GIVEN EXERCISE: Copy out the data from the line that contains "I need the bounding box for the water" to the line that contains "[473,331,556,342]", with both of those lines included and every line kept character for character.

Rows from a dataset:
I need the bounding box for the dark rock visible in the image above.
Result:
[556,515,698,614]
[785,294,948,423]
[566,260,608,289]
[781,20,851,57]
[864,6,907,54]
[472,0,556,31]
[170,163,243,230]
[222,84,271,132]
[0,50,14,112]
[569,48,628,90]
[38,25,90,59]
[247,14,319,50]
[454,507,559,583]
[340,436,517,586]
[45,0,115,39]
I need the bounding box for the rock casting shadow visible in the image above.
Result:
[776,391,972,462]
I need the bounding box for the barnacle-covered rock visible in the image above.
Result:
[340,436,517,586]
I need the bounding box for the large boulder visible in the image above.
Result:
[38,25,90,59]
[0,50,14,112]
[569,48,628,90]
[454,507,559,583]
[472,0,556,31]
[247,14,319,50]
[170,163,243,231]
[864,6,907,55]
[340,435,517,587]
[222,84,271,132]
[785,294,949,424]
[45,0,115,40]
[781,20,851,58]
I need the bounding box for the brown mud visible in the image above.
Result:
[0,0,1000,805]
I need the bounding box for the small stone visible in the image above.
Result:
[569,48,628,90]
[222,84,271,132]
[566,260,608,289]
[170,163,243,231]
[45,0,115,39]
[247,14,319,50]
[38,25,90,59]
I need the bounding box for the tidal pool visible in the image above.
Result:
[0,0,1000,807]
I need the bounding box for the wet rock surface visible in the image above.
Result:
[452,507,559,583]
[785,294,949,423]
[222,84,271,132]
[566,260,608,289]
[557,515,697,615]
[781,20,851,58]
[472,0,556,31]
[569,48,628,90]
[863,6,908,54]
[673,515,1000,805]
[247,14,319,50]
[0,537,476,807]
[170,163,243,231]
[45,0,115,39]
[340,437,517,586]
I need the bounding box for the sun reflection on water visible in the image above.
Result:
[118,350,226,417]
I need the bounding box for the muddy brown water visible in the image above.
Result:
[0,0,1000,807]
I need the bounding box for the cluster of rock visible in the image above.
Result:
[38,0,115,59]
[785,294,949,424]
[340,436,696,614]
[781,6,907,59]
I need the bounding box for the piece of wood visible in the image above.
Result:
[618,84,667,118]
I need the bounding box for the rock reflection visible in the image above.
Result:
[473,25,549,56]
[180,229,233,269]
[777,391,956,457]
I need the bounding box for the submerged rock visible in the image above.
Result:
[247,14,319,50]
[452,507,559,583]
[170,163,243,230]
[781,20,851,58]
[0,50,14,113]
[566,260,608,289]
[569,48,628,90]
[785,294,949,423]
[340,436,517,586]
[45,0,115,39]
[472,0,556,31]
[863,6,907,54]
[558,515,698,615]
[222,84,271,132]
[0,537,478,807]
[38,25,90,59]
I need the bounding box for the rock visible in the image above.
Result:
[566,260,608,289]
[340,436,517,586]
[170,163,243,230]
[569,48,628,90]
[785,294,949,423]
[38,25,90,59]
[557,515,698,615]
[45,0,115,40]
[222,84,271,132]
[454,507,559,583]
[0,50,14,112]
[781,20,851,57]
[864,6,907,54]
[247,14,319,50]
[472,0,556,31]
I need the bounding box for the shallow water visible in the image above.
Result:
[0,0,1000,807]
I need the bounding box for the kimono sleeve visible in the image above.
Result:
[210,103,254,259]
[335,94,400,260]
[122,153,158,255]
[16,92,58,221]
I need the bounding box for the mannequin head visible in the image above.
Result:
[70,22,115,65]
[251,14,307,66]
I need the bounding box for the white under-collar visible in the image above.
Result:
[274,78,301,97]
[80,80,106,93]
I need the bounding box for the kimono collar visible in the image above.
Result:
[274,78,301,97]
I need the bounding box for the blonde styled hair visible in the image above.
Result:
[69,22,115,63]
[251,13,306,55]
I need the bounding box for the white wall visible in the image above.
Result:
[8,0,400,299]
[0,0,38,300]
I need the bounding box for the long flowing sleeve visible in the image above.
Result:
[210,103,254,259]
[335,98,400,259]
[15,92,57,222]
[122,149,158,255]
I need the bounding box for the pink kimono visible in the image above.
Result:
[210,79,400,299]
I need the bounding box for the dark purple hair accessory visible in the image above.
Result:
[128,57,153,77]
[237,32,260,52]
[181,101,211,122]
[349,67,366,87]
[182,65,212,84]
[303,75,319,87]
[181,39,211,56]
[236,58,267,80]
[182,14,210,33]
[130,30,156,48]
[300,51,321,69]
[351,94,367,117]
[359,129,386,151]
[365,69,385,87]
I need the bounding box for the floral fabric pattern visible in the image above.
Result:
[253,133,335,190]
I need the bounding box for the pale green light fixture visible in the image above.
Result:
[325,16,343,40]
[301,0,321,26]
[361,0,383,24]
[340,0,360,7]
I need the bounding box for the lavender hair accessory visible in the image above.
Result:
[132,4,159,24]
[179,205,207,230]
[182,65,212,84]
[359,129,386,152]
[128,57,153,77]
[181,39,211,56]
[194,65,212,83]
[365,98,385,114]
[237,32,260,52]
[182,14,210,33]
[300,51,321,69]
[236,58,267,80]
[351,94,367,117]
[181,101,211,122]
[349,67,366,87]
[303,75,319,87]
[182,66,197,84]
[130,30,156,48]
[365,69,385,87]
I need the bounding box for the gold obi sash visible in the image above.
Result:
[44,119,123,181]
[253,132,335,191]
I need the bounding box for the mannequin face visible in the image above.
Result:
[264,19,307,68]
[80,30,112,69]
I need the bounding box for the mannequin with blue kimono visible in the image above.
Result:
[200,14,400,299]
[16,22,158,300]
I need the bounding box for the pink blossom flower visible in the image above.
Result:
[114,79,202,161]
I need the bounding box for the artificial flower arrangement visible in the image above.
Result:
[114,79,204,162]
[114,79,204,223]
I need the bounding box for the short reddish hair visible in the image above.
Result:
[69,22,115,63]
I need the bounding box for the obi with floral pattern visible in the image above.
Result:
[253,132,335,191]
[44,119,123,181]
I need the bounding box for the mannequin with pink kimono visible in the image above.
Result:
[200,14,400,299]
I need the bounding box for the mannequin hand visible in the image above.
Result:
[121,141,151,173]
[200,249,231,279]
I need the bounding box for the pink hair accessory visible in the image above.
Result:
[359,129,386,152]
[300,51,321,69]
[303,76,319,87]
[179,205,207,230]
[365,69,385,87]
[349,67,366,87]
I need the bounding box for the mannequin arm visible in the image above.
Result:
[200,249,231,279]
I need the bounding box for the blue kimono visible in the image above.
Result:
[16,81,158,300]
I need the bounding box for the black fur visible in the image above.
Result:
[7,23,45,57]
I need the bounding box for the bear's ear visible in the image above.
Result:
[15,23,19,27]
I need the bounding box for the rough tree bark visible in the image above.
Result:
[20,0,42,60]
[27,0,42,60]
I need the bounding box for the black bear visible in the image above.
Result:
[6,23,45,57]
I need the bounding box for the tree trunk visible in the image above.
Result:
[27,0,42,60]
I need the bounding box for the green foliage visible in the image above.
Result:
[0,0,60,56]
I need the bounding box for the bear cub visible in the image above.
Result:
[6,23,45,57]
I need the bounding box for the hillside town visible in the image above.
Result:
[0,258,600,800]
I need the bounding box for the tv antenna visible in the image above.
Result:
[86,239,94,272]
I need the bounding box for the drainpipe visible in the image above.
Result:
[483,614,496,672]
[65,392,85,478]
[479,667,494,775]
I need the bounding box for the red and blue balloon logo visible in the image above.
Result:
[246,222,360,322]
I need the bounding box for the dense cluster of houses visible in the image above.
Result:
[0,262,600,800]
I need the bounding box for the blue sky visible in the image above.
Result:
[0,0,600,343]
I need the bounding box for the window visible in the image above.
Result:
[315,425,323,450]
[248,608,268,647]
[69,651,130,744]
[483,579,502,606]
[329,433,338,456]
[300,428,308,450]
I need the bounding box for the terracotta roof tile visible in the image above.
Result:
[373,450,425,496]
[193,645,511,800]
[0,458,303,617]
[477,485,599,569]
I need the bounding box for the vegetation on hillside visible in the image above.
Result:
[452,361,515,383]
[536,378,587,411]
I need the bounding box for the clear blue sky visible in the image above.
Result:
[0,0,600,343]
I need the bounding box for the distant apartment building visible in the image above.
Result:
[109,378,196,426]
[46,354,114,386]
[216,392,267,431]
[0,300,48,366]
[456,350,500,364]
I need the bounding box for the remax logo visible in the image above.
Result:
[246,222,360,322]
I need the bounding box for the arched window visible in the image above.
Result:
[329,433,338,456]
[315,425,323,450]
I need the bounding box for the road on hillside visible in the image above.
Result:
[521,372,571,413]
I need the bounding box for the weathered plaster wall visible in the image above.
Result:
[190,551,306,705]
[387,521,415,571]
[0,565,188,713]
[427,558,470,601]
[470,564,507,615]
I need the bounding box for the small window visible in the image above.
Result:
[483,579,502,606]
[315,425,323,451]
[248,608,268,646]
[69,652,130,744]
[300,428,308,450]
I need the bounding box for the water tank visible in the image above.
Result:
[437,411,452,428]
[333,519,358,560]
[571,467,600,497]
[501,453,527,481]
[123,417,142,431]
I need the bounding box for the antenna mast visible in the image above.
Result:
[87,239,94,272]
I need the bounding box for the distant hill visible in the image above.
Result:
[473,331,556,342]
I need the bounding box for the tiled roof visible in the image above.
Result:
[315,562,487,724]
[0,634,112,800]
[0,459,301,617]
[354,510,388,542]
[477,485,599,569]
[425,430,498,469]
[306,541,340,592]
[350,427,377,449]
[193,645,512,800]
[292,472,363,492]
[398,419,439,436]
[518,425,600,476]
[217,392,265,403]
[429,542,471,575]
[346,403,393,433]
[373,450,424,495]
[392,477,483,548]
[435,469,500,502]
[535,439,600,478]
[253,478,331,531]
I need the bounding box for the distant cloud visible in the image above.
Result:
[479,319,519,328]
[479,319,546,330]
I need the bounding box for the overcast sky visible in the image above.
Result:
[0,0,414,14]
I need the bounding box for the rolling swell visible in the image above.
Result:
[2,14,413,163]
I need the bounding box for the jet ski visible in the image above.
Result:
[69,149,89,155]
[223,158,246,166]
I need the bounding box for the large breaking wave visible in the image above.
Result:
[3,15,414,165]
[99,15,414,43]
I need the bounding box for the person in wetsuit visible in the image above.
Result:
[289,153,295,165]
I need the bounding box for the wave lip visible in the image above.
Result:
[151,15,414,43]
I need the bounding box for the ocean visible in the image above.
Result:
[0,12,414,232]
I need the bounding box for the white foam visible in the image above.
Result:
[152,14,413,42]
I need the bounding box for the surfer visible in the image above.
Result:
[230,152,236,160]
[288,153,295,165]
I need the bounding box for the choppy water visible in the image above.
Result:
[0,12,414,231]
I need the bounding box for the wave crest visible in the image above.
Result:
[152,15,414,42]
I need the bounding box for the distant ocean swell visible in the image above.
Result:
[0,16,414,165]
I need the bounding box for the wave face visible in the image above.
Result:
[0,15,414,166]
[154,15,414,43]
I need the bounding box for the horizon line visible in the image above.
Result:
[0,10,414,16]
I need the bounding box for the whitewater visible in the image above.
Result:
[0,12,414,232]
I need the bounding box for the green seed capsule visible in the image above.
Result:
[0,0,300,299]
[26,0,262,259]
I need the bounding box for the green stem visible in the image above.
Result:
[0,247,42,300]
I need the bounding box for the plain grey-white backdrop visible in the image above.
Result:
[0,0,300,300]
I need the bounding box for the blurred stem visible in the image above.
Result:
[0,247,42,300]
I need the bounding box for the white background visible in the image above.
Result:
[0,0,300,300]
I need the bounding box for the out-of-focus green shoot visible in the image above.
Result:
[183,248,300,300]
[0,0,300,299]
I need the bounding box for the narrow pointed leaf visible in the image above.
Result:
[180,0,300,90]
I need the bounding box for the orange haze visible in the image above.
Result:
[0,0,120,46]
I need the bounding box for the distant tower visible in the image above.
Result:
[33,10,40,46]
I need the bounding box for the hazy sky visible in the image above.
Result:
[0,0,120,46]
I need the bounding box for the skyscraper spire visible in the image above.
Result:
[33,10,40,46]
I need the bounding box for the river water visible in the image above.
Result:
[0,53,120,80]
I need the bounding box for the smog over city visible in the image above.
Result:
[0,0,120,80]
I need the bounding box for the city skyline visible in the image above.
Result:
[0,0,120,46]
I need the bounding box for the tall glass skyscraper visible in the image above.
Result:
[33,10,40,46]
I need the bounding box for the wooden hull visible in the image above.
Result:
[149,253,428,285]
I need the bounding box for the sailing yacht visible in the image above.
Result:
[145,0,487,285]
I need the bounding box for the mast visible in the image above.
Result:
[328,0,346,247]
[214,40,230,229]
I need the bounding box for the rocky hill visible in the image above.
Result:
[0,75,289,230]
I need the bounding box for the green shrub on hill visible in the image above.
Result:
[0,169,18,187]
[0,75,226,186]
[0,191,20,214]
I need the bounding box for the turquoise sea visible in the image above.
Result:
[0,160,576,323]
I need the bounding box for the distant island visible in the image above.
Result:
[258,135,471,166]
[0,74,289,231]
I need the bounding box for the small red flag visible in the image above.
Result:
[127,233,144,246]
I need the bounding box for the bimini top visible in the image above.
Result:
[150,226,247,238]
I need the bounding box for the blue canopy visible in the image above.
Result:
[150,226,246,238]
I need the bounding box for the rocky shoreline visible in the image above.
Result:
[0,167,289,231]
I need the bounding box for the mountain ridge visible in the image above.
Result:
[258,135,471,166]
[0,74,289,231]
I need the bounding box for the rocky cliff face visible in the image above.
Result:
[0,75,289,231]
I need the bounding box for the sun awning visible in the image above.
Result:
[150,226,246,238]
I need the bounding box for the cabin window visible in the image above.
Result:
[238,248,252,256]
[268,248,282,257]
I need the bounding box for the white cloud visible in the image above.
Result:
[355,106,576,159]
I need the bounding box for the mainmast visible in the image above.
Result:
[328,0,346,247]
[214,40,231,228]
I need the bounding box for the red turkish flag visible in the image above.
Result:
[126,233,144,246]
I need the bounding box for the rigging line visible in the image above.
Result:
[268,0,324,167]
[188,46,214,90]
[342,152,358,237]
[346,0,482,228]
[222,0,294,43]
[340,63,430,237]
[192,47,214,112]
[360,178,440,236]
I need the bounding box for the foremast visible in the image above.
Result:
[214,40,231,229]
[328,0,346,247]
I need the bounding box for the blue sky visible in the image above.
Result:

THE OUTPUT:
I need the bounding box for the water tank visible in the image above.
Result:
[437,411,452,428]
[333,519,358,560]
[571,467,600,497]
[501,453,527,481]
[123,417,142,431]
I need the bounding box for the antenna mast visible in the image above.
Result:
[87,239,94,272]
I need the bounding box for the distant hill visible in the image above.
Result:
[473,331,556,342]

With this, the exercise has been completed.